One of the most successful bus routes in Metro’s transit network, the Orange Line runs between North Hollywood and Chatsworth, providing a key transit option along the San Fernando Valley’s major east-west corridors. The bus travels in its own lane and stops infrequently, but a ride from end-to-end currently takes about 50 minutes.

That could change once work wraps up on the new project, which will add crossing gates to 35 intersections along the route. A pair of aerial bridges will also be constructed for the bus at Van Nuys and Sepulveda boulevards, along with new stations above the street.

Expected to cost between $320 million and $393 million, these changes will ensure the bus is able to travel between stops more efficiently, without getting snarled in traffic. According to Metro, the aerial stations and gated crossings are expected to reduce the total length of a ride on the line by 20 percent.

The changes will also come in handy when, in coming decades, the bus is replaced by a train. Conversion of the line to light rail is one of the dozens of projects that Metro plans to finance with sales tax revenue gathered through Measure M.
*****
> _THINGS TO DO_:
1: According to the Orange Line text, how many intersections along the route will get crossing gates?
2: In the Orange Line text, shorten the paragraph beginning "Expected to cost between" into a bulleted list that keeps its main facts.
3: Write a continuation of the Orange Line text, starting after its final sentence.

> _SUPPLIED DATA_:
*****
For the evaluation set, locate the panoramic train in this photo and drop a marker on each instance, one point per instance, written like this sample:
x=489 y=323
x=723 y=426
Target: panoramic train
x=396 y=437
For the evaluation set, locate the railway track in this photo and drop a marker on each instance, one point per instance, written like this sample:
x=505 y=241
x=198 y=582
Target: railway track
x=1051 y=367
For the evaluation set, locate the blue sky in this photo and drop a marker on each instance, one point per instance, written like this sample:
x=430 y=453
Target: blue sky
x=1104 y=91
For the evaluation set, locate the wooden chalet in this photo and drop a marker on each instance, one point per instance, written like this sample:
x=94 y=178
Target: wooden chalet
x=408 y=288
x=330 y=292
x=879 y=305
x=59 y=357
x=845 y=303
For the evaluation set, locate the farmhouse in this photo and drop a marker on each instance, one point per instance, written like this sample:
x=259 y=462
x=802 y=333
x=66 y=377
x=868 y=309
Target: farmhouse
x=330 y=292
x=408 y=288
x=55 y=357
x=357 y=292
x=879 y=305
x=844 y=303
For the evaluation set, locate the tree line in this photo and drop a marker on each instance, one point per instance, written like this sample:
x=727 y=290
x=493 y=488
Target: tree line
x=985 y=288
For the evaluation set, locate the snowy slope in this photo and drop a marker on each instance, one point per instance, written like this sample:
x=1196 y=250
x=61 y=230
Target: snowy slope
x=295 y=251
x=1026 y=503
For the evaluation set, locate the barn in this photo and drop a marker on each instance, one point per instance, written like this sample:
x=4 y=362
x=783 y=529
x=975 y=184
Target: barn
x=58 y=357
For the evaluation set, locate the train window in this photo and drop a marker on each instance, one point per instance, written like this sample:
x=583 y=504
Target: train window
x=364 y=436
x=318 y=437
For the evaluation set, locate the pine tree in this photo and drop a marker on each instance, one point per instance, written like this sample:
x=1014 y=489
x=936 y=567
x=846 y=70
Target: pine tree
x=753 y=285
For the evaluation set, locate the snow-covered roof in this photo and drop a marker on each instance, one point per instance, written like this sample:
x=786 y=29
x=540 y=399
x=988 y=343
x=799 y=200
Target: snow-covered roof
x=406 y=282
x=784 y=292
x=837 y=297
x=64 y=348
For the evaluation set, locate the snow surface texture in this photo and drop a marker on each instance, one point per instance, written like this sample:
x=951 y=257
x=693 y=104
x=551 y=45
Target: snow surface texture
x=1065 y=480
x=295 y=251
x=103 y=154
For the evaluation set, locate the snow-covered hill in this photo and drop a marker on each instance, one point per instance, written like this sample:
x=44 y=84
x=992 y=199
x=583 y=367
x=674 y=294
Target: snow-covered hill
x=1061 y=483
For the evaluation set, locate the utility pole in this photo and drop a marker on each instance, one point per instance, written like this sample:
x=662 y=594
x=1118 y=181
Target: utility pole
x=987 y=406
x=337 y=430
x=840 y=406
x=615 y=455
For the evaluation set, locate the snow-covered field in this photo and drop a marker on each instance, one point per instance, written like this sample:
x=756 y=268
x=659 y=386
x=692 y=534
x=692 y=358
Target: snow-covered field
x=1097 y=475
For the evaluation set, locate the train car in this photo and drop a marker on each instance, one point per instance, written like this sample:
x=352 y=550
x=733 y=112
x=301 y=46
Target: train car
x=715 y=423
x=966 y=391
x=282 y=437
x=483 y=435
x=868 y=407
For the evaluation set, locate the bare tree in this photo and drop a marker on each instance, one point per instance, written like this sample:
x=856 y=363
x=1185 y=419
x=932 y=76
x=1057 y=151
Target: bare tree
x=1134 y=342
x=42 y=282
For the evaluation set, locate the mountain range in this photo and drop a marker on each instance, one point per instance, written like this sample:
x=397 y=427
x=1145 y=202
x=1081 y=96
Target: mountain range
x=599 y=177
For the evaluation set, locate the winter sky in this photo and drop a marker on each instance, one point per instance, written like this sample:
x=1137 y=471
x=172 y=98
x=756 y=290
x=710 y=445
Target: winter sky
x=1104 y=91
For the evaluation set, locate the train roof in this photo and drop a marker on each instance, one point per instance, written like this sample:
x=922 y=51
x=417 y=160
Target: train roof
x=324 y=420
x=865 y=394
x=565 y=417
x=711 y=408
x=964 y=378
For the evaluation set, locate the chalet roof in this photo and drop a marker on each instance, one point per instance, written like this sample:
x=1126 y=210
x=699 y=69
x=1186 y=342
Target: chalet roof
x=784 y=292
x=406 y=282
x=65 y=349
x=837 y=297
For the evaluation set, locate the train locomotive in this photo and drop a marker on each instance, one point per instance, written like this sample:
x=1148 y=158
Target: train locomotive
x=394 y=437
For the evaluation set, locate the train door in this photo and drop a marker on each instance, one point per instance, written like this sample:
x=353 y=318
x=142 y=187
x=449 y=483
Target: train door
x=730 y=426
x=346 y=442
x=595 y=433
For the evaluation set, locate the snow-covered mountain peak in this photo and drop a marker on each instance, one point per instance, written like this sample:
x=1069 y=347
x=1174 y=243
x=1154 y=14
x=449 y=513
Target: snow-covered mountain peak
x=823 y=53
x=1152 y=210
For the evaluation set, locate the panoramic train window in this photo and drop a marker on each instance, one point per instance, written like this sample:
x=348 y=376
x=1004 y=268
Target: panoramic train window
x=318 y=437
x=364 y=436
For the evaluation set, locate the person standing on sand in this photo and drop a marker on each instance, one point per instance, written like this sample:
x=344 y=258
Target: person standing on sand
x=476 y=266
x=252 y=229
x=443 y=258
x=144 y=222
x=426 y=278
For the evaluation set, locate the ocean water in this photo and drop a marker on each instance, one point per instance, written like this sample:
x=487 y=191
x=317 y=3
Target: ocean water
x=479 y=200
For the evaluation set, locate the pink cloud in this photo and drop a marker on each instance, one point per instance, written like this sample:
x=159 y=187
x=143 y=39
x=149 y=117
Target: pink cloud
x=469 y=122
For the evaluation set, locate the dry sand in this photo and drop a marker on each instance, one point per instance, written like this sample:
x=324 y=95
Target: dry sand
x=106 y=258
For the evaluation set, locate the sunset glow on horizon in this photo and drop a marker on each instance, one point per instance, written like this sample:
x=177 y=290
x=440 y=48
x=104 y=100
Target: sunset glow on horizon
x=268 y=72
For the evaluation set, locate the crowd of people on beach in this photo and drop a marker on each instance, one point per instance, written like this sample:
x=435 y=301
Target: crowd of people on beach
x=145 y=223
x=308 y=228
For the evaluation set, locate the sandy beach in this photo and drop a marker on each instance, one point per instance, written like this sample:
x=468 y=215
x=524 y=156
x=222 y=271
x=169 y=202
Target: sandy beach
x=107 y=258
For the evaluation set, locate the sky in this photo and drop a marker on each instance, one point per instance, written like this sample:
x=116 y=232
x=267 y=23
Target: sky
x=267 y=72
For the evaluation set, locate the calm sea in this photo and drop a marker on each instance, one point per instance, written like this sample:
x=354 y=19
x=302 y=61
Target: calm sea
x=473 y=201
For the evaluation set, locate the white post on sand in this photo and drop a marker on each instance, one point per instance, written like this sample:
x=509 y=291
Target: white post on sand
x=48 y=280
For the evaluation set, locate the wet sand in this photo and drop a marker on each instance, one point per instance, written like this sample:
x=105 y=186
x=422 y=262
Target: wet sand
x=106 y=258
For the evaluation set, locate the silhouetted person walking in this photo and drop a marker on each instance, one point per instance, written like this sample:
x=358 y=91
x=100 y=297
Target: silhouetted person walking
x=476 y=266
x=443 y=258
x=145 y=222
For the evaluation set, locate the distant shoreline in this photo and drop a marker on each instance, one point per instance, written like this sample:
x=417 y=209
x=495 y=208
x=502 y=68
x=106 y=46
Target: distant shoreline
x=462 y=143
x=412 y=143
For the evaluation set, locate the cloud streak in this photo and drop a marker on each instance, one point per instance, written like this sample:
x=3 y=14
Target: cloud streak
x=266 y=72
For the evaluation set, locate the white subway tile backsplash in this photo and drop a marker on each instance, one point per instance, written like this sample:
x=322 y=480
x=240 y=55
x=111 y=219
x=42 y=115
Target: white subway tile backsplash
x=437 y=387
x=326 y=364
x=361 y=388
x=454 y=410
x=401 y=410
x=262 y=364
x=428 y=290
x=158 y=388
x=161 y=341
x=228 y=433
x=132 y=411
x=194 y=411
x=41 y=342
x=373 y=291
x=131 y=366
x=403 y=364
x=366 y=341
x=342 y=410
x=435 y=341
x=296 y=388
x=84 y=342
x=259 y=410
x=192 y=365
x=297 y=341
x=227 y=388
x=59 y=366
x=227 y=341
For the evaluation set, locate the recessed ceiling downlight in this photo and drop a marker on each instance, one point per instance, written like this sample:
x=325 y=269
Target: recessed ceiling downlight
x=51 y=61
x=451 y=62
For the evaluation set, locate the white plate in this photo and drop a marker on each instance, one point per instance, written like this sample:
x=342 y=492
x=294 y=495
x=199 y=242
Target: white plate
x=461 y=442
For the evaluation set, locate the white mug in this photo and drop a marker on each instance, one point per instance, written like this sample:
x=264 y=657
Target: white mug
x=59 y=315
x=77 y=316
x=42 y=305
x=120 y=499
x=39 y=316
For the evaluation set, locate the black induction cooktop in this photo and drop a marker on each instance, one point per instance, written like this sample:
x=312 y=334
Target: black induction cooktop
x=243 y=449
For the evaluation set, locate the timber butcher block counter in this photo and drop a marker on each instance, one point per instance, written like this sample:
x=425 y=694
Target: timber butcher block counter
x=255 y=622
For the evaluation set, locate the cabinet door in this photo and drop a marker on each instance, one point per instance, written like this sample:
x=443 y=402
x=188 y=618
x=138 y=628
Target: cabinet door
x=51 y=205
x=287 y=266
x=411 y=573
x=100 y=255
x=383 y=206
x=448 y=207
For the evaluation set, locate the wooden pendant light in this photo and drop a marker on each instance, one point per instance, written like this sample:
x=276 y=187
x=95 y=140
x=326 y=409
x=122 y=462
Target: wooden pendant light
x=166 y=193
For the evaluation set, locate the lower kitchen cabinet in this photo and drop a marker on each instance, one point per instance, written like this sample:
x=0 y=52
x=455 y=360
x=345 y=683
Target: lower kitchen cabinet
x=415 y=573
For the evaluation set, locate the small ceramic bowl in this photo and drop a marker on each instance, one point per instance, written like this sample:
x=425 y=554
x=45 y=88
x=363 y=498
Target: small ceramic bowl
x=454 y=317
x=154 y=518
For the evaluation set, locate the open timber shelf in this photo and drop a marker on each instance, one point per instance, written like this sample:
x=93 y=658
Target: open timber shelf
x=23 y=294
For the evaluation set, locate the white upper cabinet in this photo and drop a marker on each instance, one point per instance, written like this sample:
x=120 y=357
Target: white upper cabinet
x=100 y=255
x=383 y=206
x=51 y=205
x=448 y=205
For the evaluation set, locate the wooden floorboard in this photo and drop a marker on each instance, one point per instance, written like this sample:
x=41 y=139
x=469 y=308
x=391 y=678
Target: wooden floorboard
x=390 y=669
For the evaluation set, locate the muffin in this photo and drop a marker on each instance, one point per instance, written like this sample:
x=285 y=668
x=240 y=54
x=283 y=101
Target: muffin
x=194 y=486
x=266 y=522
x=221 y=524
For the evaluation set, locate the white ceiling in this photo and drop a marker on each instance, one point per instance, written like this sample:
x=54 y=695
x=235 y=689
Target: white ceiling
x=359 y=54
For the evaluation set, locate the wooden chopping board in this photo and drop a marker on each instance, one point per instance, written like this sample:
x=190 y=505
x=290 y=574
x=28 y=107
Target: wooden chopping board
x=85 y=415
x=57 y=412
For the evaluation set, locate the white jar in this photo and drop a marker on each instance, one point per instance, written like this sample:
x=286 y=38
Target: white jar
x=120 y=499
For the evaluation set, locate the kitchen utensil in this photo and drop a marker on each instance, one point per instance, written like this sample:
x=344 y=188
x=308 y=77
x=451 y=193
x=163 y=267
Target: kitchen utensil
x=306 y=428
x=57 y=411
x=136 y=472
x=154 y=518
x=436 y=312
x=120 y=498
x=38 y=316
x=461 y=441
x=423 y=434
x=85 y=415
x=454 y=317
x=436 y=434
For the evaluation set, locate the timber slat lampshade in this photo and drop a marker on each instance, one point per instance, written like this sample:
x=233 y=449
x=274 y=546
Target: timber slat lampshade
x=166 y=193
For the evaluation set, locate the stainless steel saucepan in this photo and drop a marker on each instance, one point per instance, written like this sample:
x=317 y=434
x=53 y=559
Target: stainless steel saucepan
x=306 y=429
*****
> _RESPONSES IN ORDER_:
1: 35 intersections.

2:
- Cost: $320 million to $393 million
- Purpose: let the bus travel between stops more efficiently, without getting caught in traffic
- Expected result, according to Metro: aerial stations and gated crossings will cut total ride time on the line by 20 percent

3:
That project is a ways off though; under the current project schedule, it’s expected to open in 2057. The agency may be able to accelerate that timeline, with the help of an outside company. Last year, Metro announced that it had received an unsolicited proposal from Texas-based company Fluor Enterprises for a public-private partnership to build and operate the line ahead of schedule.

Regardless of whether plans for a light rail line move forward faster than expected, the bus improvements will almost certainly wrap up first. Metro aims to have all the crossing gates and aerial bridges up-and-running by 2025. The project is one of 28 that the agency plans to complete in time for the 2028 Olympics.